Goal: Decide whether each statement agrees with the text below about the Munich massacre and its aftermath, answering yes or no and quoting the words of the text that settle it: 1. Ulrich Wegener later founded the GSG-9 unit. 2. Israeli officials have backed the book Vengeance. 3. Sword of Gideon is based on Simon Reeve's book.

Text block:
★ ★ ★
In the course of the making of the documentary film and writing of the book One Day in September, it was revealed that the hijacking had been set up between Black September and the German government. The Palestinians had threatened the government that they would launch a wave of bombings and hijackings against Lufthansa unless the three Munich terrorist survivors were released. The "hijacking," according to sources in Germany, Israel, and Palestine, was a compromise agreed to by senior officials in the German government. "Yes, I think it's probably true," said Ulrich Wegener, who was an eyewitness to the events at the time and who later became founder of the elite GSG-9 West German counterterrorist unit after the Olympics. "The German government thought they could negotiate with the terrorists and could convince them that they would give them money and something else to get rid of them....But of course it was the wrong way, no question, because when one case is solved in this way other cases will come." GOLDA'S LAST STRAW SIMON REEVE, AUTHOR of One Day in September, states that "Regardless of whether the release of the three Munich fedayeen was a 'put-up job,' in the words of one Israeli official, there was astonishment and fury in Tel Aviv when news came through of their release." Golda Meir said she "was literally physically sickened....I think that there is not one single terrorist held in a prison anywhere in the world. Everyone gives in. We're the only ones who do not." According to Reeve, it was the release of the terrorists that was, for Meir, the last straw. "Officials had already pleaded with her to authorize the establishment of an undercover unit to track down and assassinate those blamed for the Munich massacre. Any doubts she might have had about responding violently were quashed by the release of the three murderous conspirators." It was then that Meir gave the command to General Aharon Yariv and Zvi Zamir, head of the Mossad, to organize the undercover assassin team.

You will see none of this in Steven Spielberg's childlike retelling of the Munich massacre story. It would not fit in with his revision to show the Israelis' patience, forbearance, and cooperativeness, and the ruthlessness, indifference, and contempt shown to the Israelis by the terrorists, the Germans, and the Olympic Committee, without which there might not have been any need for retaliation. The full truth about the Israeli assassination teams will probably never be known since the basis of all such operations is complete deniability, however implausible these denials may be. But alongside Simon Reeve's excellent book, a book that has added many further details since 1984 is Vengeance, by George Jonas, reissued in 2005 with new material (click here). It is the story of "Avner," a nom de guerre for an Israeli Mossad agent who ran one of the assassination teams. Israeli officials have disavowed this book and its story from the beginning -as one would expect. Others who have researched the matter believe that his story is mostly true. While Munich is based on Jonas's book with changes required by Spielberg's ideology, if you want to see a dramatic movie based more closely on the Jonas book try Sword of Gideon (click here). It is not as slick and stylish as a Spielberg film, with all the expensive production values he can command, it is the straight story of the book. Spielberg's and Kushner's basic corruption of the story centers around the change in Avner's feelings about the aims of the team's mission. In the movie Spielberg contrives to throw Avner into a moral funk from which he cannot escape because he cannot see any moral difference between the act of murdering 11 innocent young men and the act of killing the murderers in a military action for the protection of other Israelis from future terrorist attacks. The Spielberg Avner shrinks from the mission on moral grounds.
★ ★ ★
Source excerpt:
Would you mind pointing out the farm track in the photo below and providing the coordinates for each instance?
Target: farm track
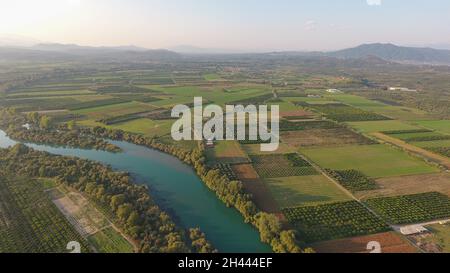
★ ★ ★
Reply:
1. Yes: "later became founder of the elite GSG-9 West German counterterrorist unit"
2. No: "Israeli officials have disavowed this book and its story from the beginning"
3. No: "if you want to see a dramatic movie based more closely on the Jonas book try Sword of Gideon"